[Stored data entries]
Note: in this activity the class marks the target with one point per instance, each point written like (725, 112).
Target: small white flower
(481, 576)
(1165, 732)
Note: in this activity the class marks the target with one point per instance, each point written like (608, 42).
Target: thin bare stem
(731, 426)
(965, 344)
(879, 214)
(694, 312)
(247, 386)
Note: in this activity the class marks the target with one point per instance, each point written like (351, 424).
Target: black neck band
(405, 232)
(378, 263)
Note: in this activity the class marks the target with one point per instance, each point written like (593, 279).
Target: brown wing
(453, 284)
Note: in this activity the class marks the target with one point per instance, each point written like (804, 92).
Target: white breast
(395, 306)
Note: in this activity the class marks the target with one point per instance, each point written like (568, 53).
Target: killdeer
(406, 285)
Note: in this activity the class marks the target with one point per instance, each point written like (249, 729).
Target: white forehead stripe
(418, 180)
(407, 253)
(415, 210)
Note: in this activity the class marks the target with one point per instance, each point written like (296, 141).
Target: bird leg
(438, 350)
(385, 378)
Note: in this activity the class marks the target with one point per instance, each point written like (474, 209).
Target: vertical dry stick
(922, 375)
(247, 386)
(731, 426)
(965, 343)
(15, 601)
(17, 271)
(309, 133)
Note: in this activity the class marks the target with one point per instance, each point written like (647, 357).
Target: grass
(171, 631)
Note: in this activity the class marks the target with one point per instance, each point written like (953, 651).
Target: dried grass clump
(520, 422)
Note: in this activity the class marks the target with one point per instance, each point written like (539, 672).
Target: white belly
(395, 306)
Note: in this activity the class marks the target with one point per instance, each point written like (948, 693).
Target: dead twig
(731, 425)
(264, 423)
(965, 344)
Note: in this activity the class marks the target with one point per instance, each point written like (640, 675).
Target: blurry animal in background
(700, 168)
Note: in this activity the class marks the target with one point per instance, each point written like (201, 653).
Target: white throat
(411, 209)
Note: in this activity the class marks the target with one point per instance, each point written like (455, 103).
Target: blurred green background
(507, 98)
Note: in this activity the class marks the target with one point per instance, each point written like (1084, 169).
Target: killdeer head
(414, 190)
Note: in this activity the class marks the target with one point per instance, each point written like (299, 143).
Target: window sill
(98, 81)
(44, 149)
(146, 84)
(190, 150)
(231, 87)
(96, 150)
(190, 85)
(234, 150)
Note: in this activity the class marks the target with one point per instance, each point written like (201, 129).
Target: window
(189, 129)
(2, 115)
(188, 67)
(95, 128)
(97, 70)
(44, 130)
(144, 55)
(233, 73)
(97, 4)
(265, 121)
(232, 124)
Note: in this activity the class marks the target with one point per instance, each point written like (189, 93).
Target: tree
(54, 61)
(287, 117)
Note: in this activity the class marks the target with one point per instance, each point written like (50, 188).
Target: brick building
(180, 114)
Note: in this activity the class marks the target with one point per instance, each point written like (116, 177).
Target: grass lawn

• What you have to do
Return the lines above exactly, keeping every word.

• Output of the task
Note: in this activity the class marks the target with one point per instance, each point written like (725, 112).
Target: small white flower
(481, 576)
(1165, 732)
Note: in this activity the class marks the target with one point per instance, each point written like (608, 42).
Target: thin bare stem
(731, 426)
(965, 344)
(879, 214)
(694, 312)
(247, 386)
Note: in this activity the class marks the target with one point per instance, each point written like (351, 424).
Target: black neck band
(405, 232)
(378, 263)
Note: in this activity the class marks the target with one point per instance, each point written like (593, 279).
Target: brown wing
(453, 284)
Note: in this activity the class marks the target with one point per instance, each point written like (804, 92).
Target: white breast
(395, 306)
Note: in this activity the class marks the target with one point per instance, each point written like (568, 53).
Target: killdeer
(406, 285)
Note: in this activity the class marks the target with one point per instance, each point written like (249, 729).
Target: white forehead stripe
(418, 180)
(407, 253)
(415, 210)
Note: in this activity the class marks the target with one point per instance, each point written like (296, 141).
Target: bird leg
(438, 350)
(385, 378)
Note: in this activity the class marks the target with one point per instance, each point written like (474, 209).
Target: vertical dry stick
(922, 375)
(247, 386)
(731, 426)
(965, 343)
(15, 601)
(17, 271)
(309, 133)
Note: in this activity the class marks the target with one point per instance, each point written like (647, 357).
Target: grass
(171, 631)
Note: in this activity the class marks the target with one point per instance, each point written like (953, 651).
Target: dried grass clump
(520, 422)
Note: in this activity the class marks the target with one point per instance, each point written like (539, 672).
Target: white belly
(395, 306)
Note: in this activity the class marks the target with one point per instance, each point written like (948, 693).
Target: dead twig
(731, 425)
(264, 423)
(965, 344)
Note: in this activity the class marks the target with one point per instance, each point written like (640, 675).
Target: blurry animal in background
(700, 168)
Note: in this activity the class marks the target with one point per instance, each point written like (201, 653).
Target: white throat
(411, 209)
Note: in this activity the class marks the target with one point per instance, each point written like (455, 103).
Target: blurred green background
(507, 98)
Note: in this activity the class marks the target with one point per instance, each point written like (1084, 169).
Target: killdeer head
(414, 190)
Note: in this activity the class marks the target with one point per instance, each point written like (299, 143).
Target: window sill
(98, 81)
(44, 149)
(146, 84)
(190, 150)
(231, 87)
(96, 150)
(190, 85)
(234, 150)
Note: in this activity the class marks the target with one point per instance, each point written like (201, 129).
Target: window
(189, 129)
(2, 115)
(188, 67)
(95, 128)
(97, 70)
(44, 130)
(144, 55)
(233, 73)
(97, 4)
(265, 121)
(232, 124)
Note: in this activity the class marks the target with one point per instance, each point written like (189, 93).
Target: tree
(54, 61)
(287, 117)
Note: in this activity the class marks the target with one point per instance, each point written like (50, 188).
Target: brick building
(180, 114)
Note: in this activity the class marks the target with one point per instance, each point written like (116, 177).
Target: grass lawn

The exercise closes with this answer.